_Written problem_.
Copy each of the following items line for line, changing nothing.

━━━

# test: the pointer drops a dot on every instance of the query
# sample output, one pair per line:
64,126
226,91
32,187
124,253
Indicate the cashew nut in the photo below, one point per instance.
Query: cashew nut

━━━

_Exercise answer_.
# test: the pointer drops a dot on every instance of the query
# sample output, one pair per line:
64,126
226,91
32,187
124,253
Indicate the cashew nut in the photo below, one point per instance.
Query: cashew nut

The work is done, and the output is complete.